> **AUFGABE**
Wie viele Texte von David Bohm sind laut dem Text über sein Buch zum Dialog in dem Band zusammengestellt?

> **VORLIEGENDER TEXT**
<<<<

Ruth Priese
Ruth Priese     Körper- und systemisch orientierte Begleitung von kleinen und grossen Menschen

                                                        AUSGEWÄHLTE EIGENE TEXTE


Zum Dialog - - am Ende der Diskussion


Über und aus David Bohm: „Der Dialog. Das offene Gespräch am Ende der Diskussion“ (6.Aufl. Klett-Cotta 2011 – Diese Buchempfehlung ausgerechnet zu dieser Corona-Weihnachtszeit? vielleicht, weil das Miteinander sprechen gerade sooo wichtig ist. Ich reihe hier viele Zitate nur mit Leerstellenstrichen aneinander, um den Autor bei aller Kürze so viel wie möglich selbst zu zitieren in der Hoffnung, Sie schauen dann selbst, wie viel Unerwähntes dazwischen steht)

Dies ist vielleicht das mir wichtigste Buch, dem ich in diesem Jahr begegnet bin, weil es uns gesellschaftlich auf einen konstruktiven Weg bringen bzw. uns in diese Richtung zu gehen helfen könnte.

Bohm (1917-1992) war ein in den USA geborener, zeitweise mit Einstein im Kontakt stehender Physiker und Philosoph (siehe u.a. auch sein Buch “Die implizite Ordnung“ im Sinne von: die verborgene Ordnung) mit einer großen Erfahrung auch im Blick auf unsere menschliche und zwischenmenschliche Wirklichkeit.

In dem Band sind sieben Texte Bohms zusammengestellt, die den Unterschied zwischen der allgemein verbreiteten Weise unseres Gedankenaustauschs und Redens – oft aneinander vorbei – neben die Weise stellen, die er Dialog nennt, wörtlich: dia logos - „durch das Wort“ -„freier Sinnfluß, der unter uns, durch uns hindurch und zwischen uns fließt“ (S.33).
Bohm macht in zwischenmenschlichen Beziehungen unserer Kulturen einen Zustand vielfacher sozialer und persönlicher Fragmentierung aus, welchen er bewusst machen und beleuchten möchte, beschreibt etwa unser häufiges gefangen Sein in unseren jeweiligen Annahmen und Meinungen, die unser Denken prägen und von denen wir oft fälschlich meinen, sie würden die Realität abbilden. Fragmentierung meint, die Dinge werden „in kleine Teilstücke aufgespaltet, als würden sie getrennt voneinander existieren - - - es wird etwas auseinander gerissen,was nicht wirklich voneinander getrennt ist. Es ist, als würde man eine Uhr nehmen und sie zerstören ---“, statt die Teile so auseinander zu nehmen, dass man sie wieder zusammenfügen kann (S.102).

>>>>

[Gespeicherte Einträge des Datensatzes]
<<<<

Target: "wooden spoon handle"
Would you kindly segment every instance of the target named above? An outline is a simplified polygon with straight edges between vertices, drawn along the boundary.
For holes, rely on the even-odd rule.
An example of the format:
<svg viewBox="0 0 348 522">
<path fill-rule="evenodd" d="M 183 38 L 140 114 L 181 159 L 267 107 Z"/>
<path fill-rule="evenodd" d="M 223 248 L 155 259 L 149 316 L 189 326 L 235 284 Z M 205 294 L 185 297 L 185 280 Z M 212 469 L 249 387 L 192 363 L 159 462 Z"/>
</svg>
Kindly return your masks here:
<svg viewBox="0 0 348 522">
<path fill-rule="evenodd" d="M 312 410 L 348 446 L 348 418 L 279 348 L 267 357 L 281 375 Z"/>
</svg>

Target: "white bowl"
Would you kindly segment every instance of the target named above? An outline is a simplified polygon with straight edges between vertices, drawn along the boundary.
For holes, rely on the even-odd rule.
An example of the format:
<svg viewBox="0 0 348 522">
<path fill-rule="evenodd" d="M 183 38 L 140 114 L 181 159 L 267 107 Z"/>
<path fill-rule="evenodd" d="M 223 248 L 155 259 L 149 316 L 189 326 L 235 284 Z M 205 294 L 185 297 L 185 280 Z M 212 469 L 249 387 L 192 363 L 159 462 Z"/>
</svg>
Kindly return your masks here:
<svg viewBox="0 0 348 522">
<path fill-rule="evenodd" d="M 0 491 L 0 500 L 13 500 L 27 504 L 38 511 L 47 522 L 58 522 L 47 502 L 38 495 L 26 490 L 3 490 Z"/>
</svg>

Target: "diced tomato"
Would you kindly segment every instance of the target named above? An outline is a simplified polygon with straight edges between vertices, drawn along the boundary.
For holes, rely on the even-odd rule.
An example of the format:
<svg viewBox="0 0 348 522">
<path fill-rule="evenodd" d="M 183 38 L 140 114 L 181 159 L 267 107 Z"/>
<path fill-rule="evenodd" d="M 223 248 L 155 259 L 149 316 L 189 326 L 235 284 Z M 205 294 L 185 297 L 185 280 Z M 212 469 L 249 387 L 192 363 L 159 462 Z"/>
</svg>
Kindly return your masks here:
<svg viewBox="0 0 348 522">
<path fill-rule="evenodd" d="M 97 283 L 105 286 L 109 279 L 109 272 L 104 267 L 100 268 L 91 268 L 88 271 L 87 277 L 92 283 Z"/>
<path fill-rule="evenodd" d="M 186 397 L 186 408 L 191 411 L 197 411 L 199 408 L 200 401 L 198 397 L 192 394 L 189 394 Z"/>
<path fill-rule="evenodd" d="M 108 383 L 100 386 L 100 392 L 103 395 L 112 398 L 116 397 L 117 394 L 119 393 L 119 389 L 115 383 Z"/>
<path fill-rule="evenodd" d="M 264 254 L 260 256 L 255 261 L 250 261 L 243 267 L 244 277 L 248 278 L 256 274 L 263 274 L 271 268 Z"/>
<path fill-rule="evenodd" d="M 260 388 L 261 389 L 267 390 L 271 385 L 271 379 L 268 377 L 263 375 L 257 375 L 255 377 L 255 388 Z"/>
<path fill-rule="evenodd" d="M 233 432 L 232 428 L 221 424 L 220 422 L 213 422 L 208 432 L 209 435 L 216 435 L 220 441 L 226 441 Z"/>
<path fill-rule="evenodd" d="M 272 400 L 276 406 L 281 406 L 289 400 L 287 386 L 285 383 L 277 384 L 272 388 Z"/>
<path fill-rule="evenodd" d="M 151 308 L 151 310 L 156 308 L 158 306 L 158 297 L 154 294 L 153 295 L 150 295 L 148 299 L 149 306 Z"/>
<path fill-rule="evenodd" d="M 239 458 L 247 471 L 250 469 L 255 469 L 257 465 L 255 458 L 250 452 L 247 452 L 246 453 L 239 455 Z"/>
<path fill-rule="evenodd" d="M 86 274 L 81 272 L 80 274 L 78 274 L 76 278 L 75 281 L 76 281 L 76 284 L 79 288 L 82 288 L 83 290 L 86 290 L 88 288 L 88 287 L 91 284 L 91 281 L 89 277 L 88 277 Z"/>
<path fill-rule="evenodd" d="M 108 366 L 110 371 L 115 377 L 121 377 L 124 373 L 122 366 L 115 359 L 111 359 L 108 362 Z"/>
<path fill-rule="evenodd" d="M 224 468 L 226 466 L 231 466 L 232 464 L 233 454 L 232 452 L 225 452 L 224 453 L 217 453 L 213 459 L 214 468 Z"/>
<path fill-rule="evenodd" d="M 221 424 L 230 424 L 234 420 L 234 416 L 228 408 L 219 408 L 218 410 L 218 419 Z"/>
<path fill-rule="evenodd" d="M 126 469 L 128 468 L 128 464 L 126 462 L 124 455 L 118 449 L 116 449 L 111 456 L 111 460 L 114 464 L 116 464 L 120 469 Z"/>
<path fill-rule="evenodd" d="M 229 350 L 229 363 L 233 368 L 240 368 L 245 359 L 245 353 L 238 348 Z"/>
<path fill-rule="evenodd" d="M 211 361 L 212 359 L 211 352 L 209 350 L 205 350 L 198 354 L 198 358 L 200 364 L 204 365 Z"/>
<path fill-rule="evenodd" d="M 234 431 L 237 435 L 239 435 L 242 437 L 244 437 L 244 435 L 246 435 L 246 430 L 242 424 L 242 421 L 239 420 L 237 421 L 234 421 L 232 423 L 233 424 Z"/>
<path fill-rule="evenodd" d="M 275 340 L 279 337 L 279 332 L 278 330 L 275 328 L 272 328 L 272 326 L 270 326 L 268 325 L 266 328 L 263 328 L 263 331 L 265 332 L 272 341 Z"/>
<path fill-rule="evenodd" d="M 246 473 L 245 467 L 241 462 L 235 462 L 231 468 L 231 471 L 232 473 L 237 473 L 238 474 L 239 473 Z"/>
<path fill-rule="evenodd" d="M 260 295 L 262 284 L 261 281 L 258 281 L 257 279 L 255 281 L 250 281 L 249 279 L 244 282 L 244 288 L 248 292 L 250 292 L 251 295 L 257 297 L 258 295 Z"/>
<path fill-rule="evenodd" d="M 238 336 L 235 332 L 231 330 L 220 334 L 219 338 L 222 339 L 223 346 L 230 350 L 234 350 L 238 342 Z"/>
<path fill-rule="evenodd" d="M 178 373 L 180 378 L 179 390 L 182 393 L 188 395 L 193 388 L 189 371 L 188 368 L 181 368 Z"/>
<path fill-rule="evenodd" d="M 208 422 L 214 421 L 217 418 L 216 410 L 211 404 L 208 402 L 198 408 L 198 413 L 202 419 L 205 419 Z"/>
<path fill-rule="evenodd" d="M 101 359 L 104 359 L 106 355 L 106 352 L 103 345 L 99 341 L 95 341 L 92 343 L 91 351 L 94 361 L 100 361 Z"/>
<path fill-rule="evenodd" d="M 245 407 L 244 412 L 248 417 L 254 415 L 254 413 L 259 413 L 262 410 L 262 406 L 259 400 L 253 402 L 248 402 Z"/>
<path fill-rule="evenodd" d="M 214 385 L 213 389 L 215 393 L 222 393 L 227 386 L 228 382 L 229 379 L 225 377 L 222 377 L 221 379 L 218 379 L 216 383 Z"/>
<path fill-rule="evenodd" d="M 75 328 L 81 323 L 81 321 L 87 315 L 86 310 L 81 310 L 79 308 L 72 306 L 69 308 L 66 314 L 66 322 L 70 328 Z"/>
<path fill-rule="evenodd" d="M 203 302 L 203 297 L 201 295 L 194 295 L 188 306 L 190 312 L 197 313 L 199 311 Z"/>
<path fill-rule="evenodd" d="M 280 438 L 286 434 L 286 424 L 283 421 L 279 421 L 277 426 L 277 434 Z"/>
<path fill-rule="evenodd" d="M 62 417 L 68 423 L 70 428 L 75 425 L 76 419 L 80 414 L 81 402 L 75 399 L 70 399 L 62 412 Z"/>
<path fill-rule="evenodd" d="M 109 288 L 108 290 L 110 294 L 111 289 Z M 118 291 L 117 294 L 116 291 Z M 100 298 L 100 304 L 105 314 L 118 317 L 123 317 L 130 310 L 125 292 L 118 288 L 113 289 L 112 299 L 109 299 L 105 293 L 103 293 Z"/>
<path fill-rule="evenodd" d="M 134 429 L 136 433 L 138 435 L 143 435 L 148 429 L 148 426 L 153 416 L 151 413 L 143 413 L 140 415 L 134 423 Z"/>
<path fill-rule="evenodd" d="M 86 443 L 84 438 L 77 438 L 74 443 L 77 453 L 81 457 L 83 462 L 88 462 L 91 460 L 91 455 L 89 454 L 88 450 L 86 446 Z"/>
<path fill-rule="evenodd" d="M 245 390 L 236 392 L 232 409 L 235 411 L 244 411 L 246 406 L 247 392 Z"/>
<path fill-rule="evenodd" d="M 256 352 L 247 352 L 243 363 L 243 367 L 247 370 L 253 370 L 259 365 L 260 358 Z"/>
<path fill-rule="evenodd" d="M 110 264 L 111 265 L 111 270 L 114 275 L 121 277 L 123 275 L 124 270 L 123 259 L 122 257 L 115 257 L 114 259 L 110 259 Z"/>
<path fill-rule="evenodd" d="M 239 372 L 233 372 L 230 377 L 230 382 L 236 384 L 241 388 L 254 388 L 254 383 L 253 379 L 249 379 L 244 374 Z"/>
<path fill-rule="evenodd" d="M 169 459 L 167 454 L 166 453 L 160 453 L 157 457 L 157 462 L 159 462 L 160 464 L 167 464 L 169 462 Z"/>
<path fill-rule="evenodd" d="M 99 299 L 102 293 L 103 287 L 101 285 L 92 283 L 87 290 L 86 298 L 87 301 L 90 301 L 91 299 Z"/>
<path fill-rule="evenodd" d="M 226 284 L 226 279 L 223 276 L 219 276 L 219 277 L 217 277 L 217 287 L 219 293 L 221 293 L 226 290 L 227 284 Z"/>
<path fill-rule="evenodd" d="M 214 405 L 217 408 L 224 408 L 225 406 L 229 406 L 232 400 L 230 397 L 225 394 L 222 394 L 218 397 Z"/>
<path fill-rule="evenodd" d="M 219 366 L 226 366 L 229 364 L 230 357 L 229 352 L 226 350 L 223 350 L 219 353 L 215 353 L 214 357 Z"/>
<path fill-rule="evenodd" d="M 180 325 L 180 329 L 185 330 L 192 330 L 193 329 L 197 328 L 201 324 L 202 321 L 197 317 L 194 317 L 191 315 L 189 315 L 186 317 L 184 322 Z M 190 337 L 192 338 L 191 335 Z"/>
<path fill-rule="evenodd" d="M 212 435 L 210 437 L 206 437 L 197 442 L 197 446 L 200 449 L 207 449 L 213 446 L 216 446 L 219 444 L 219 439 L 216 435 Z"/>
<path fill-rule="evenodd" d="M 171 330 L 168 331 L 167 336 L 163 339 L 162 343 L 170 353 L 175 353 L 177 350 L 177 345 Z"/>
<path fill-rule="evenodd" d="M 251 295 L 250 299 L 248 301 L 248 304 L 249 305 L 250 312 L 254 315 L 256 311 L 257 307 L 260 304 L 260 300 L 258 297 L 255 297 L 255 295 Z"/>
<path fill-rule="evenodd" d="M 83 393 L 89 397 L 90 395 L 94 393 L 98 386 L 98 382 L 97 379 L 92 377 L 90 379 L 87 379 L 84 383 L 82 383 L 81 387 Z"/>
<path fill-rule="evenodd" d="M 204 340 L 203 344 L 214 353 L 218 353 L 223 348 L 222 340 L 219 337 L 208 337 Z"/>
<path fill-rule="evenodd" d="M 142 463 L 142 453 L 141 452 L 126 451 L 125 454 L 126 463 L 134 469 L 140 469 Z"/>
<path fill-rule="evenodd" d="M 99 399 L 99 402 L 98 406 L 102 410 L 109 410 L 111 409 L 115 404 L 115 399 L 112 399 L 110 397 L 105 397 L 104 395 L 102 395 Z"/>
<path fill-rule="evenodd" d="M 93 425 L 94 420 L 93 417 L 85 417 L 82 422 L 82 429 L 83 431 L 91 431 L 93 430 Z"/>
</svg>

>>>>

> **LÖSUNG**
Sieben Texte.